- **EXERCISE PROMPT**: Could you reproduce, word for word, the stretch of the passage on the transformation of China that opens with "Transformation of China" and closes with "through Southeast Asia."?

- **PROVIDED PASSAGE**:
◆ ◆ ◆ ◆ ◆

Transformation of China

The Song period marks a distinctive phase in two major trends that had gradually transformed China during the preceding millennium since the Han dynasty. The first trend was a strenuous effort to gain direct access to the cultural and material riches of the ancient Persian and Indian civilizations by state-sponsored expansion from the Huang (Yellow) River valley westward into Central Asia. The second was the conquest, colonization, and integration of the Yangzi (Chang) River valley and points south by successive regimes based in the Huang valley, leading also to fruitful contacts with Indian civilization through Southeast Asia.

A turning point in the unfolding of these two trends occurred in the mid-Tang period, in the decade of the 750s, and may be suggestively summarized by three events. First, in 751 an Arab army, aided by Turkish forces formerly allied with the Tang dynasty, defeated a multinational Tang army at Talas River in modern Kyrgyzstan, in the context of keen strategic competition for control of the profitable trans-Eurasian trade route. Second, in 752, in the wake of that defeat, a Tang general of Iranian cultural origin instigated a massive civil war in north China that destroyed the Tang state’s central power. The dynasty survived in name for another 150 years while the weakening of its control over land tenure and markets greatly stimulated economic growth in the semiautonomous southern provinces. Third, in 758 Baghdad was founded in Mesopotamia as the capital of the new Abbasid dynasty. At that time non-Chinese infidel powers in Central Asia restricted direct overland access to north China. Thus trade between Islamic centers and the Far East increasingly flowed by the southern maritime route from Baghdad through Basra and the Persian Gulf on to distant ports in India, Southeast Asia, and the southern coast of China.

In the late ninth century, when the Chinese rebel Huang Chao 黄巢 sacked Guangzhou 广州 (Canton), many thousands of resident Islamic traders were massacred. The violence of that event is but one dimension of a multifaceted yet pervasive nativist reaction against the early Tang period’s cosmopolitan openness through which China had gained and given much in cultural exchange and commercial intercourse with other ancient civilizations. Buddhism, which had thoroughly pervaded Chinese culture during the previous five hundred years, came under attack for being of foreign origin and thus allegedly at odds with characteristic Chinese commitments to family and the sociopolitical hierarchy. The revival of Confucian ideas in Song times was associated with heightened sensitivity to distinctions between Chinese and foreign.

In the early tenth century, five brief regimes successively ruled ancient China’s political heartland in the Huang River valley, most of them based at Kaifeng 开封. Contesting for the imperial legacy after the Tang’s fall, the increasingly intense wars of this transitional era exhausted the hereditary clans, whose military power had dominated medieval society for nearly a millennium, opening the way to a new governing elite of civil administrators and to unprecedented elevation of the emperor above his chief counselors.

Kaifeng’s emergence as an imperial capital signifies fundamental economic change. At the start of the imperial era, prosperity in the capital cities of the Qin 秦 (221–206 BCE) and former Han dynasties had depended on irrigation and transport by canals built in the secure zone at the juncture of the Huang and Wei 渭 rivers. But by Tang times reliable local food supply was inadequate for that northwestern capital area’s enlarged population, which became dependent on rice shipped by the Grand Canal from the remote southeastern Yangzi River delta, a naturally well-watered “land of fish and rice,” as the colloquial saying puts it. The Grand Canal greatly promoted links between these two major river valleys during the long Tang dynasty, as China’s economic and demographic center shifted southward. Kaifeng’s advantageous location, near the juncture of the Huang River and the Grand Canal, guaranteed the security of regular food supply to the court there.

◆ ◆ ◆ ◆ ◆

- **DATA SUPPLIED**:
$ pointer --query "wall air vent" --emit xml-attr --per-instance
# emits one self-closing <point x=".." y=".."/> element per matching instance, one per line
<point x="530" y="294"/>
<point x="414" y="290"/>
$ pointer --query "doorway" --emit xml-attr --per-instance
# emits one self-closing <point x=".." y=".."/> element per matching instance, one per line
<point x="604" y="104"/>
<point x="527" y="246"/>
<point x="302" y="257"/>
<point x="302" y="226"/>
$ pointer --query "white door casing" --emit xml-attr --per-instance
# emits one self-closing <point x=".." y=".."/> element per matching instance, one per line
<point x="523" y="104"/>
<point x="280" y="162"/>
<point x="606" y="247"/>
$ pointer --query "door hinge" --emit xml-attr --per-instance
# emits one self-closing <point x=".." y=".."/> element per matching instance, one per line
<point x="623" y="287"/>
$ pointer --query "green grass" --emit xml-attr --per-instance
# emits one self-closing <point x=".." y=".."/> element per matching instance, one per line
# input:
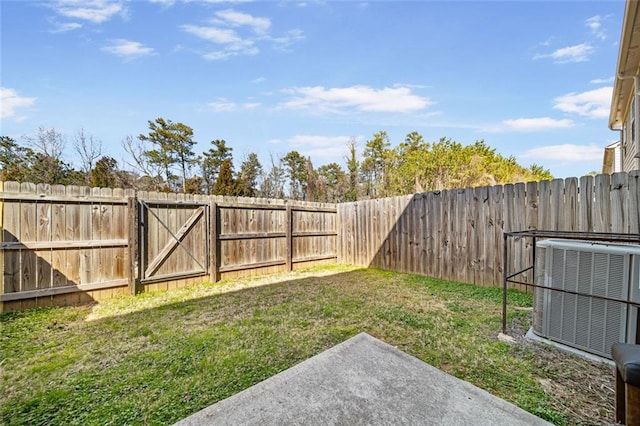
<point x="160" y="357"/>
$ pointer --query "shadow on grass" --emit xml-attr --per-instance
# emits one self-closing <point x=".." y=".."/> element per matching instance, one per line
<point x="167" y="360"/>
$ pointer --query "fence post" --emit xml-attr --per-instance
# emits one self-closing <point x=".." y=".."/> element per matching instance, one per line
<point x="133" y="237"/>
<point x="2" y="276"/>
<point x="288" y="232"/>
<point x="213" y="241"/>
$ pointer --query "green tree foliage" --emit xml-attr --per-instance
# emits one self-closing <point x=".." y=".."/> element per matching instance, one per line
<point x="225" y="185"/>
<point x="377" y="165"/>
<point x="173" y="144"/>
<point x="13" y="159"/>
<point x="353" y="166"/>
<point x="212" y="162"/>
<point x="272" y="185"/>
<point x="250" y="171"/>
<point x="419" y="166"/>
<point x="104" y="173"/>
<point x="335" y="184"/>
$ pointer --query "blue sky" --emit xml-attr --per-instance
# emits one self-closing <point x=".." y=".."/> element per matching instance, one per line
<point x="532" y="79"/>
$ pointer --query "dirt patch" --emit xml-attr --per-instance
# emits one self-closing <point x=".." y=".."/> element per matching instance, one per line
<point x="582" y="389"/>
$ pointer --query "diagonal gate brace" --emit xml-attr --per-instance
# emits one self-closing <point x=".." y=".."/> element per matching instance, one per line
<point x="175" y="242"/>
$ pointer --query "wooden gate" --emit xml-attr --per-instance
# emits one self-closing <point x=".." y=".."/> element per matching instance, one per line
<point x="173" y="240"/>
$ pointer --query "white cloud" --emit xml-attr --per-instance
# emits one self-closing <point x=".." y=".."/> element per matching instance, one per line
<point x="63" y="28"/>
<point x="236" y="19"/>
<point x="592" y="103"/>
<point x="292" y="36"/>
<point x="213" y="34"/>
<point x="11" y="101"/>
<point x="223" y="105"/>
<point x="565" y="152"/>
<point x="331" y="148"/>
<point x="128" y="49"/>
<point x="576" y="53"/>
<point x="164" y="3"/>
<point x="595" y="25"/>
<point x="535" y="124"/>
<point x="603" y="80"/>
<point x="96" y="11"/>
<point x="361" y="98"/>
<point x="229" y="29"/>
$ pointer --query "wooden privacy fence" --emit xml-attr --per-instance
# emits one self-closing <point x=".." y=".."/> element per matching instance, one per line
<point x="457" y="234"/>
<point x="68" y="245"/>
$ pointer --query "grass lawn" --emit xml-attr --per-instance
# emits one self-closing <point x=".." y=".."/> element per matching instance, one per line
<point x="160" y="357"/>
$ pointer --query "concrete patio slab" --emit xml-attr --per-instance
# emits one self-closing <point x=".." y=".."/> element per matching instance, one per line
<point x="362" y="381"/>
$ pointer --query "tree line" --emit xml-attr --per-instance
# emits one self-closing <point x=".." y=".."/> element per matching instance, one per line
<point x="163" y="159"/>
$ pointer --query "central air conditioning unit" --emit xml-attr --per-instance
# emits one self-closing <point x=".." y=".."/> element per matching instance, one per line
<point x="582" y="322"/>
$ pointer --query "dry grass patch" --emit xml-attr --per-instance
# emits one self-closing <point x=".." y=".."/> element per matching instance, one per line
<point x="159" y="357"/>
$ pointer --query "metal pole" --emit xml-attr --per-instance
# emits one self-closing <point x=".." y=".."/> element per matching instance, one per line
<point x="504" y="284"/>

◆ ◆ ◆ ◆ ◆

- **OUTPUT**:
Transformation of China

The Song period marks a distinctive phase in two major trends that had gradually transformed China during the preceding millennium since the Han dynasty. The first trend was a strenuous effort to gain direct access to the cultural and material riches of the ancient Persian and Indian civilizations by state-sponsored expansion from the Huang (Yellow) River valley westward into Central Asia. The second was the conquest, colonization, and integration of the Yangzi (Chang) River valley and points south by successive regimes based in the Huang valley, leading also to fruitful contacts with Indian civilization through Southeast Asia.